## Excerpt:
== == ==

As I will show in this section, the central dynamic of my case study station was the conflict between obligations set out in the promise of performance section of the station’s licence, the imperatives created within the national radio system, and different senses of value in popular music. Following the analytical framework I have already established, I explore the following three areas: how the formal documentation relates to the recent history of UK radio and attempts to regulate commercial radio; how economic imperatives impact on station management decisions, how regulators attempt to intervene in this process for cultural ends; and how these more general tensions are then intensified when related to the particular music and senses of cultural identity that are at play in the case study.

The station’s ‘promise of performance’ document says the station will:

… provide a service of music, news and information primarily for listeners of African and Afro-Caribbean origin but with cross-over appeal to young white urban contemporary music fans.
(Radio Authority 1994)
These sections of the station’s licence were the cornerstone of the late-1990s UK commercial radio regulatory system run by the then regulator, the Radio Authority. At first sight the language in the promise of performance sets out a simple objective for the station in terms of its intended audience and music policy. The music policy itself is outlined in more detail in a series of tables which specify the genres and proportions of music the station should play. The statement codifies an argument made in the station’s original bid for the licence. In the bid the authors claim that by combining the primary and secondary audience they will extend the choice of radio listeners in the locality, meet the cultural needs of neglected listeners, and establish a financially viable station.

The language of the promise speaks directly to the concerns of the regulator and to the background of the station owners, and uses rhetorical tropes derived from commercial broadcasting discourse, rather than to the particularity of the locality, its population and its culture and language. The reference to listeners of African and Afro-Caribbean origin is revealing in itself. While it stands for the group of black Britons who are signalled as the station’s primary audience, the term seems strange when applied in the broadcast area, where this group is overwhelmingly of Jamaican origin, and direct family connections with the African continent are unusual. Likewise the use of the term ‘urban contemporary music’, along with ‘crossover’ and ‘service’ are derived from the language of commercial radio and the music industry.

== == ==

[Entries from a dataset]

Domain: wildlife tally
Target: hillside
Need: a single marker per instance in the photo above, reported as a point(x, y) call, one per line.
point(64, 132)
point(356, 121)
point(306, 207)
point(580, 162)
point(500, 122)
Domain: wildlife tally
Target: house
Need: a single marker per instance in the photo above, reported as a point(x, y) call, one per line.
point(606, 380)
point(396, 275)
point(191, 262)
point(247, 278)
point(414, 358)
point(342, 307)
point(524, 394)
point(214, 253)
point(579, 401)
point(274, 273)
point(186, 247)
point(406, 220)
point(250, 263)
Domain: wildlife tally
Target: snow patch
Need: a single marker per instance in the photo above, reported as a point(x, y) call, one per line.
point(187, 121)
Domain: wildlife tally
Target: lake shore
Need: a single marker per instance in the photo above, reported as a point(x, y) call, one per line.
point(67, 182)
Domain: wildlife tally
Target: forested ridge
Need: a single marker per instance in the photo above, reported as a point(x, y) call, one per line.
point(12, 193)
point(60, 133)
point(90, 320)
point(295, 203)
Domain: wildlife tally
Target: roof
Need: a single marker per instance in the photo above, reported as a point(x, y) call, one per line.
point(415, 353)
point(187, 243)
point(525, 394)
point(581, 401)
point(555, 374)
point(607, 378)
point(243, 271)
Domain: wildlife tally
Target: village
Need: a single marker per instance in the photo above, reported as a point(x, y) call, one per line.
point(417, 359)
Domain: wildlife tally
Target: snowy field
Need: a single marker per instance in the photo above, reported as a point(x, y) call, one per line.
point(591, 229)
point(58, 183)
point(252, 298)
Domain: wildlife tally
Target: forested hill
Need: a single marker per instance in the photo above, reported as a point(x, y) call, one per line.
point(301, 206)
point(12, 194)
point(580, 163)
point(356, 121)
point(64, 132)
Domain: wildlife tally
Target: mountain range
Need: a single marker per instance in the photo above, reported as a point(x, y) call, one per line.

== == ==

## Exercise requirements:
1. Summarize the radio licence excerpt in two sentences.
2. Resume the radio licence excerpt from the point at which it stops.

## Answers given:
1. The radio licence excerpt identifies the central dynamic of a case study station as a conflict between the obligations in its licence's promise of performance, the imperatives of the national radio system, and differing senses of value in popular music. The promise of performance committed the station to serving mainly listeners of African and Afro-Caribbean origin, with crossover appeal to young white urban contemporary music fans, yet its language reflected the regulator's concerns and commercial broadcasting discourse rather than the locality, where that group is overwhelmingly of Jamaican origin.

2.
The reasons for this can be found in the background of stations targeting black listeners, and particularly the back-story of the licence and the company that owned it at the time of my research. During the 1990s, local British radio markets started to resemble the structure found in other developed countries, with a number of stations competing for audiences and increasingly trying to exploit niche audiences to distinguish themselves. At that time the British radio system was organised in three sectors: the BBC public service sector, with five national stations and 40 local stations; the commercial sector, made up of three national stations and 217 local stations; and a small and volatile unlicensed sector. The station at the centre of my case study was one of three commercial stations broadcasting within a major conurbation, where listeners could also receive a BBC local station, the corporation’s national services, and often as many as ten unlicensed stations, most targeting local black Britons with strong black music programming and substantial community support.

Commercial radio was established quite late in Britain, by the 1972 Broadcast Act, and was initially restricted to a single local station broadcasting general music programming in each of the major cities. The sector grew steadily through the next twenty years, as new stations were set up in other cities, and additional stations in the larger urban centres. Nevertheless, Britain had a relatively larger unlicensed sector where stations with commercial or community roots, broadcast on frequencies not used allocated to licensed stations, and offered music forms mostly neglected by the mainstream music programming. Anecdotal evidence suggests that the most common music played was drawn from the black diaspora, with Reggae and Soul most prominent at that time (see Hind and Mosco 1985). From 1980 onwards the regulator attempted to replace the large number of unlicensed stations which were attracting commercially viable niche audiences, and to respond to the neglected demands for community broadcasting. Most significant among the strategies was the establishment of ‘incremental’ licences, which as the name suggests, aimed to add to the breadth of radio services available in any one area [Choices and Opportunities 1987, 8.9]. Between 1990 and 2003 British commercial radio faced a lighter, but still relatively robust, regulatory regime, and the then regulator, the Radio Authority, continued the policy of ‘extending choice’ through its licensing strategies.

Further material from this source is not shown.